## Begin Given records
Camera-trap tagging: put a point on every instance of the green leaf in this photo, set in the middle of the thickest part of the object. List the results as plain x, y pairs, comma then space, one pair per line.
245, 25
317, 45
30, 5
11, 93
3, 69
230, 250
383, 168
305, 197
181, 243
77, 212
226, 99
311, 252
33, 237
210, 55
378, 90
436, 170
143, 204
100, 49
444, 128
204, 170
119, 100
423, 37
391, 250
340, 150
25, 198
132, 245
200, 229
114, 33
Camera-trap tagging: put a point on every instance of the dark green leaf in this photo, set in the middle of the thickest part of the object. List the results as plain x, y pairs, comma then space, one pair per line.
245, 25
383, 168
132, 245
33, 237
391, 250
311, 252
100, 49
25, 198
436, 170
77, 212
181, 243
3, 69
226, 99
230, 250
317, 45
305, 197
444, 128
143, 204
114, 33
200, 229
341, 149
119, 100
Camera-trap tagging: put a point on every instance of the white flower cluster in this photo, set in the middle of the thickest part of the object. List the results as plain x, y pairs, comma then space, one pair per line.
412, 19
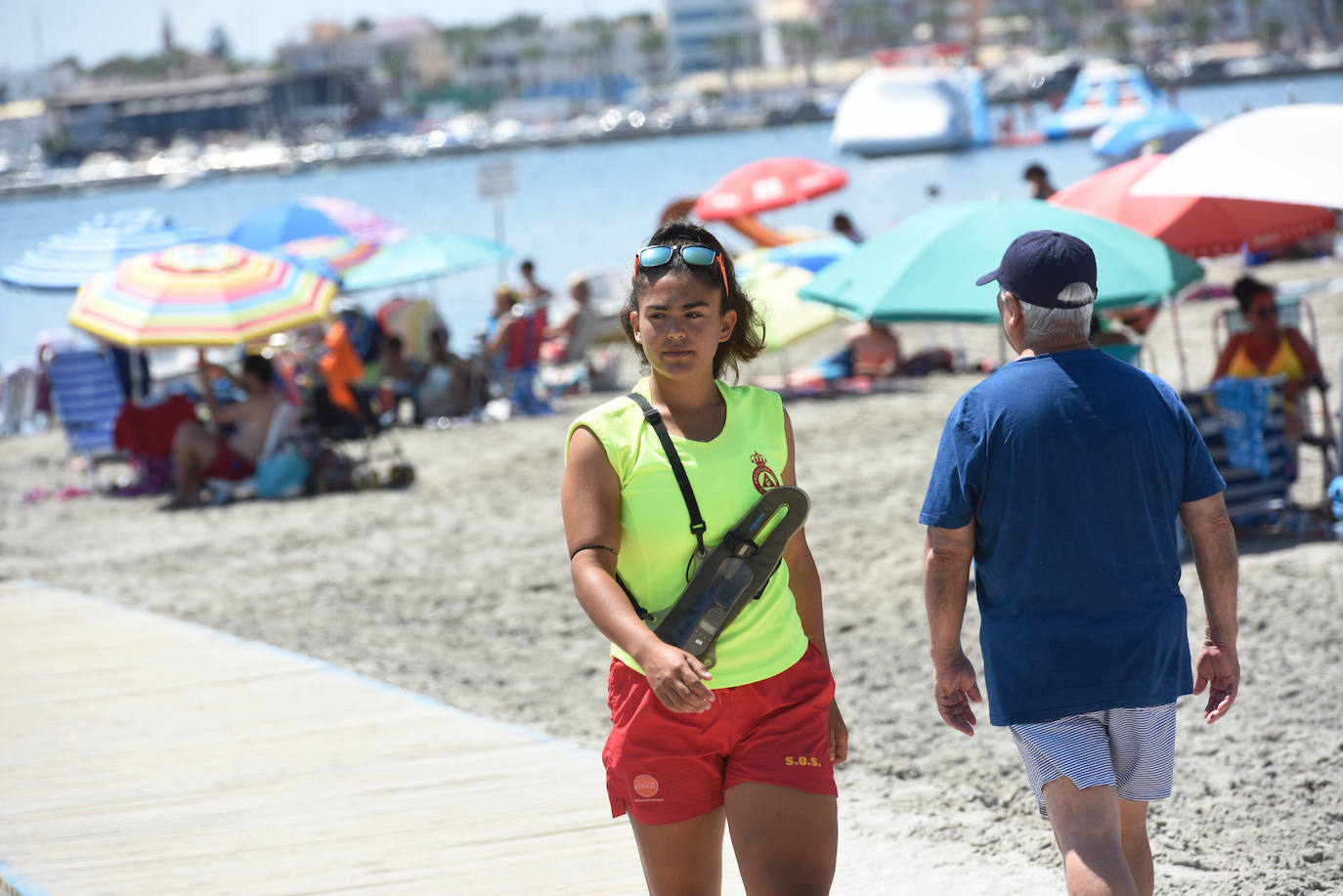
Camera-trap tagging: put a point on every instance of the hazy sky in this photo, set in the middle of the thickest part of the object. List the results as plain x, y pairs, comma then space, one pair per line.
35, 31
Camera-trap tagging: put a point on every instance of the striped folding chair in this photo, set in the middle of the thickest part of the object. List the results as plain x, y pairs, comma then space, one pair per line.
1252, 494
86, 395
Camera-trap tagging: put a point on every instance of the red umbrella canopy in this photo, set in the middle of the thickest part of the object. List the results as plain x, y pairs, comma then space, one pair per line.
1198, 226
768, 183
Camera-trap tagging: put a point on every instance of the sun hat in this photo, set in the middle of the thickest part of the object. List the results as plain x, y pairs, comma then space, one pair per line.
1040, 265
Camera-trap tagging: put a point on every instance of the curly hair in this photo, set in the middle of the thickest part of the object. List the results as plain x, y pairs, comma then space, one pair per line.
1245, 289
747, 339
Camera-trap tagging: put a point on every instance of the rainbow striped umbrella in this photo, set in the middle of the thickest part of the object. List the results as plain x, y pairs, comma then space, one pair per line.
200, 294
336, 253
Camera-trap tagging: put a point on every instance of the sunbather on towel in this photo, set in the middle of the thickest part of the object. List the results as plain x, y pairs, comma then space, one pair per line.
200, 454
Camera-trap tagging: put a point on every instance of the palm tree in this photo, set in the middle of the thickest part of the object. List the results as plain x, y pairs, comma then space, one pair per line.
803, 40
653, 45
532, 57
728, 49
602, 40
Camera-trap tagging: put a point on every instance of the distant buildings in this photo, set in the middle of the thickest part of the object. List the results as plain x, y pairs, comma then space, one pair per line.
381, 75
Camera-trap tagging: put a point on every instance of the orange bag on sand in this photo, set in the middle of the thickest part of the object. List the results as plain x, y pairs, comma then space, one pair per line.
340, 367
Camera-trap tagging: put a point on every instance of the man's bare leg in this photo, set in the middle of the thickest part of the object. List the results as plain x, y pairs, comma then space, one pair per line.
1087, 828
193, 451
1138, 850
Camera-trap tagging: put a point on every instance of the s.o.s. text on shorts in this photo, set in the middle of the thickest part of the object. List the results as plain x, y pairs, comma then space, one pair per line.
1132, 749
665, 766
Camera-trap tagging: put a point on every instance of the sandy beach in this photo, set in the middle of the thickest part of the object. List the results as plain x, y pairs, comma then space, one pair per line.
458, 588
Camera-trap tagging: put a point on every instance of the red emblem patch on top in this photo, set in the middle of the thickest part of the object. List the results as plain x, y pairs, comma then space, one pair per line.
763, 477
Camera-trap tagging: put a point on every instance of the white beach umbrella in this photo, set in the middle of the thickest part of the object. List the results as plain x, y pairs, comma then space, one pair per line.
1281, 154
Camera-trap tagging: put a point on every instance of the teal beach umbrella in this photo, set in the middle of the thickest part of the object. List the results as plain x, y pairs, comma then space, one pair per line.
423, 257
924, 268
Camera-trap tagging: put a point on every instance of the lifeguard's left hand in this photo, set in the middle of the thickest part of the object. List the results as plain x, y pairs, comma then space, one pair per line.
839, 734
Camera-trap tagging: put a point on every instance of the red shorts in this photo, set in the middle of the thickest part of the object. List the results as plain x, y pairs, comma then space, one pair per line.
227, 463
665, 766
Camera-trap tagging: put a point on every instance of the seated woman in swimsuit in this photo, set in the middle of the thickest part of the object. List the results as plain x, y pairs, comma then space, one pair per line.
1268, 350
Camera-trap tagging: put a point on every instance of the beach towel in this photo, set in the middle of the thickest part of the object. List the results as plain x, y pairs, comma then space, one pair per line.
1242, 410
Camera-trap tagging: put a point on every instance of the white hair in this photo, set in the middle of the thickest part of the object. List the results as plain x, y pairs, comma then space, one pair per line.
1056, 324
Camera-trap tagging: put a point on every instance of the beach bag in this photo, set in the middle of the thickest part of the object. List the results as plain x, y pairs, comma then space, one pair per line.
281, 476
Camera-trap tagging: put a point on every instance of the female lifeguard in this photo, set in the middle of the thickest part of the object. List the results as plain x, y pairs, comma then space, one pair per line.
750, 745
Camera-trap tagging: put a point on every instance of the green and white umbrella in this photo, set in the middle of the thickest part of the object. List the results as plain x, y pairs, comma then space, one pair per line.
924, 268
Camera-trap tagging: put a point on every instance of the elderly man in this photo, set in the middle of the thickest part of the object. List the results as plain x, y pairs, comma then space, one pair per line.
1061, 476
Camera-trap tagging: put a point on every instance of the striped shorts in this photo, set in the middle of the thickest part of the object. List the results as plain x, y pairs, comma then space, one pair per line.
1131, 749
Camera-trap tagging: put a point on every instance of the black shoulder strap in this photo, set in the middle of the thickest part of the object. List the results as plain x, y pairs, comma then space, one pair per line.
692, 506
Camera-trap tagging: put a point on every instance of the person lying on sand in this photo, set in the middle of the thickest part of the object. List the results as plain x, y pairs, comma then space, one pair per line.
199, 454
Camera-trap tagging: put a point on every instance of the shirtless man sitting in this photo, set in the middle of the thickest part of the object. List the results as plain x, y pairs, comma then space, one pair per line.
199, 454
876, 351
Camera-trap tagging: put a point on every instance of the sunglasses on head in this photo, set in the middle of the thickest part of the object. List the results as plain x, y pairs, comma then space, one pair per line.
697, 255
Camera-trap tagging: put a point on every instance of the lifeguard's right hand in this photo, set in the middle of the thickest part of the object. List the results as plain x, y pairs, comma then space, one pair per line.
677, 678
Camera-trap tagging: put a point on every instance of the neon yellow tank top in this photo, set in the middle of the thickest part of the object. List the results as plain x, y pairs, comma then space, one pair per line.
1285, 363
728, 474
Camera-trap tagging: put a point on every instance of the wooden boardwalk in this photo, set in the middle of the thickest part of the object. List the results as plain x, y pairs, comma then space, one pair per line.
141, 753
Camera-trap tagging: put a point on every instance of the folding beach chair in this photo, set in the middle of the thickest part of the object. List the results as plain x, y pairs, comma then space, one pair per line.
18, 401
86, 395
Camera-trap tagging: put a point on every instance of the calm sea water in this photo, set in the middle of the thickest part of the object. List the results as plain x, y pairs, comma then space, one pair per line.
585, 206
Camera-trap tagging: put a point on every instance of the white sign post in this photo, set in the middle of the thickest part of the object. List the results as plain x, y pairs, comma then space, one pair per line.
495, 182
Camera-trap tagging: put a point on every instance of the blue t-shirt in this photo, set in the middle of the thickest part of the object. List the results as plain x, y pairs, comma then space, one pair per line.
1073, 468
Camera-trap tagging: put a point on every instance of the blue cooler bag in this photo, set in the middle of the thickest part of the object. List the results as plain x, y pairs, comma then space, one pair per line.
282, 476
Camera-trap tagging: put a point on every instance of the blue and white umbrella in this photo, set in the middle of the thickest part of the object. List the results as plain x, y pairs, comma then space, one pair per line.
65, 261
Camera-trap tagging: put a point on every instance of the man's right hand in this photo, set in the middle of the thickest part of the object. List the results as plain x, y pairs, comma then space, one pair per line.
1218, 669
675, 677
954, 687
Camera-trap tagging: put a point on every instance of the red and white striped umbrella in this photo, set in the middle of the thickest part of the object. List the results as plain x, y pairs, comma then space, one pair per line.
768, 183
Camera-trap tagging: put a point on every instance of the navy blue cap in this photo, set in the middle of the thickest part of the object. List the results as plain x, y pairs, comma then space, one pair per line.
1040, 265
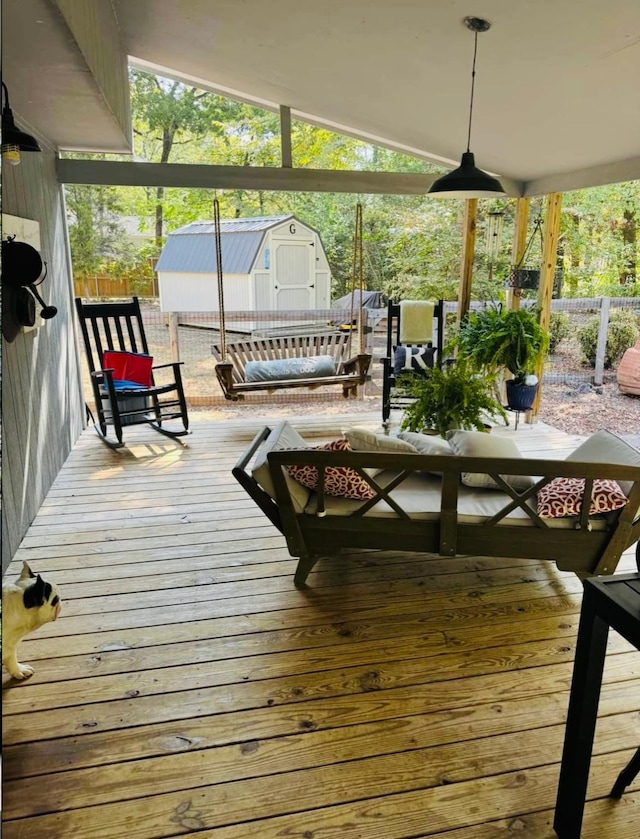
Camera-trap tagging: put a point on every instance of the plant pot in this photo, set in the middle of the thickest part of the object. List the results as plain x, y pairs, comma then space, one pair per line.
526, 278
520, 397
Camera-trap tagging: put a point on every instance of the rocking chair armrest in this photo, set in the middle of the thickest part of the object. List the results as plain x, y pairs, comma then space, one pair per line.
103, 374
173, 364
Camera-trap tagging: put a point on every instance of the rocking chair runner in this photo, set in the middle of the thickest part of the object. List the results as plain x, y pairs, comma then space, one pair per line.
232, 358
118, 328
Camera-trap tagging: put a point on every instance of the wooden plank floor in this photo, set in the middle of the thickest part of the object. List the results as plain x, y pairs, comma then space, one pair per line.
189, 688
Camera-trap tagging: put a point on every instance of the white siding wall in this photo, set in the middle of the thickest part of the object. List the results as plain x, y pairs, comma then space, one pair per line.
185, 292
42, 405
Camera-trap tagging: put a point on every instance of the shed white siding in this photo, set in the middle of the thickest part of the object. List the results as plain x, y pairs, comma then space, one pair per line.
191, 292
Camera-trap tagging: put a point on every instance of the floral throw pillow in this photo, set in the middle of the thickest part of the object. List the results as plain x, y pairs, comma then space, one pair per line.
563, 497
338, 480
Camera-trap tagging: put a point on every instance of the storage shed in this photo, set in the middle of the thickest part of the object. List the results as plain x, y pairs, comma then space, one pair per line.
270, 264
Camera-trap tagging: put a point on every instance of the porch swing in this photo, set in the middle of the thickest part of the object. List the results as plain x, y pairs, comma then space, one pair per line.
310, 361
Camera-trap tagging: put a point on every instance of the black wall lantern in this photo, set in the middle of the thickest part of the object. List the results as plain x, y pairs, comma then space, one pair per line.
22, 270
14, 141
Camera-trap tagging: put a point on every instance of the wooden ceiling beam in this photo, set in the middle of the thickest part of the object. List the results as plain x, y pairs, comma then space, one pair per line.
204, 176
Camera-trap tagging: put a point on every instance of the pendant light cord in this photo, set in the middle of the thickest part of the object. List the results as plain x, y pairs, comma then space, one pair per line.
473, 82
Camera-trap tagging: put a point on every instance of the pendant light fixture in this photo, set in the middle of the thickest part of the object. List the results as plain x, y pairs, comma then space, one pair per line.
13, 140
467, 181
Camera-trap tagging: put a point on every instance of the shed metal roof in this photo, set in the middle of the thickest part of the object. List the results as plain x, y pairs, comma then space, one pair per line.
191, 249
193, 253
234, 225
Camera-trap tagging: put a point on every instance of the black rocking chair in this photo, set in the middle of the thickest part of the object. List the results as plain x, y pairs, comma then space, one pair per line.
117, 328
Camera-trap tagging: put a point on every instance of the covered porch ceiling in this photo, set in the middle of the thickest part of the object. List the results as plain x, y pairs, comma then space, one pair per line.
556, 105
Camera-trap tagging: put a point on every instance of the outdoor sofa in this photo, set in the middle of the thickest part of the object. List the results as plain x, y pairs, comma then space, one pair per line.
422, 502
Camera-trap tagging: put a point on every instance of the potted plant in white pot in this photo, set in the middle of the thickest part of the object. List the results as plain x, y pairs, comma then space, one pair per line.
493, 339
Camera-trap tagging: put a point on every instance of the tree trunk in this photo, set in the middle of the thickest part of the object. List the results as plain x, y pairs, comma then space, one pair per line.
629, 237
168, 134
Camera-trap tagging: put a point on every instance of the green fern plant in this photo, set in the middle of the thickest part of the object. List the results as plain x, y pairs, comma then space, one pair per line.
492, 338
454, 396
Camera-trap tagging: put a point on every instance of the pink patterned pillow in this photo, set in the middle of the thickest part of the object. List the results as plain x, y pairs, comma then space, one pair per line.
338, 480
563, 497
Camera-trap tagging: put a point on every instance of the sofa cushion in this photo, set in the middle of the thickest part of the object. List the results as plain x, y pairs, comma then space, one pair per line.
479, 444
606, 447
283, 436
362, 440
563, 497
339, 481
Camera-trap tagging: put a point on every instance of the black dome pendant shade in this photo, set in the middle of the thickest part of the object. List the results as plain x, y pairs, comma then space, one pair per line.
467, 181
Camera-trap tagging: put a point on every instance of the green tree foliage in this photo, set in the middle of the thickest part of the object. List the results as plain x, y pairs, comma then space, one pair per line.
96, 234
599, 241
412, 244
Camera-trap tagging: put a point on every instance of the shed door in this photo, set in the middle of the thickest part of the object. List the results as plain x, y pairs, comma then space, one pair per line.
294, 265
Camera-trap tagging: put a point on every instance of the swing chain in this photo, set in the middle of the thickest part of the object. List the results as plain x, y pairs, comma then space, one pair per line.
357, 275
218, 242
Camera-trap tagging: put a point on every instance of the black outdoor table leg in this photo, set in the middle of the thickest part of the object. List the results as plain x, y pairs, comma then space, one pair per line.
627, 775
581, 720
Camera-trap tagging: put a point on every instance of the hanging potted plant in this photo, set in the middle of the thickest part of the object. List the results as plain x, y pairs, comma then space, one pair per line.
448, 397
493, 339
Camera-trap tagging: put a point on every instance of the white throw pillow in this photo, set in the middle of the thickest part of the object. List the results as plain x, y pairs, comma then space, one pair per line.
283, 436
606, 447
426, 443
431, 444
479, 444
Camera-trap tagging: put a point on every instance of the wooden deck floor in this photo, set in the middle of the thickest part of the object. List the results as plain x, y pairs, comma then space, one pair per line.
189, 688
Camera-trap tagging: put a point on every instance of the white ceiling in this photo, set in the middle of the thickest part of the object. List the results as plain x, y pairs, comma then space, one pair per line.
557, 85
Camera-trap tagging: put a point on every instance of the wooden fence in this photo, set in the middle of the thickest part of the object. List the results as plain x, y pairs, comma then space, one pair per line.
104, 288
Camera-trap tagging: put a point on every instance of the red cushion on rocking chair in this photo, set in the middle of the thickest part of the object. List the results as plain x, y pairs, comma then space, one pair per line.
130, 367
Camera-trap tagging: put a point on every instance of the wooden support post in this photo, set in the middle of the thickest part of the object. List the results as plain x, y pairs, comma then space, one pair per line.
285, 137
550, 237
519, 245
174, 342
601, 346
468, 253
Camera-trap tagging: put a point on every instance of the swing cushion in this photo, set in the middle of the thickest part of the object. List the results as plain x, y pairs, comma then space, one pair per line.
314, 367
411, 359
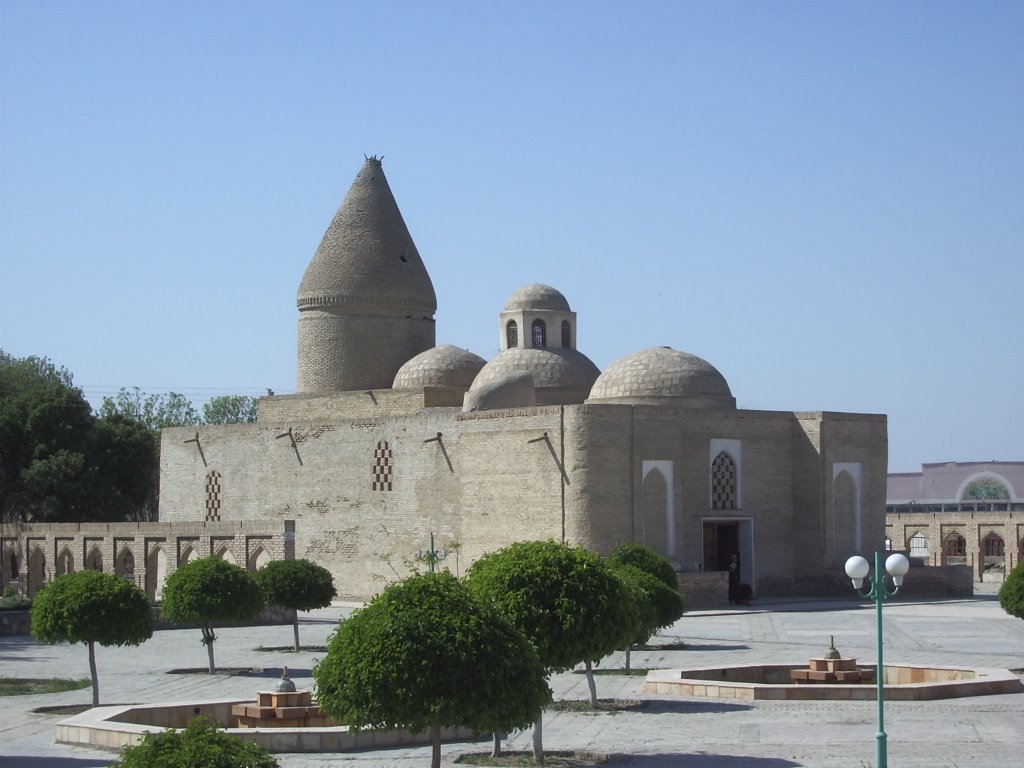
## End Given records
(What this task involves) List every line in the rows above that contains the word "wall".

(Exercise response)
Camera-trap tagging: put a point on every instance of the white siding wall in this photo, set in the middle of the thickest part of the object. List the results as plain x, y pairs, comma then space, one pair per line.
Camera-trap tagging: put a point on every instance of the black wall lantern in this photo, set in the middle of the thickest part of the object. List the results as plain x, y pairs, comma then space, one pair per line.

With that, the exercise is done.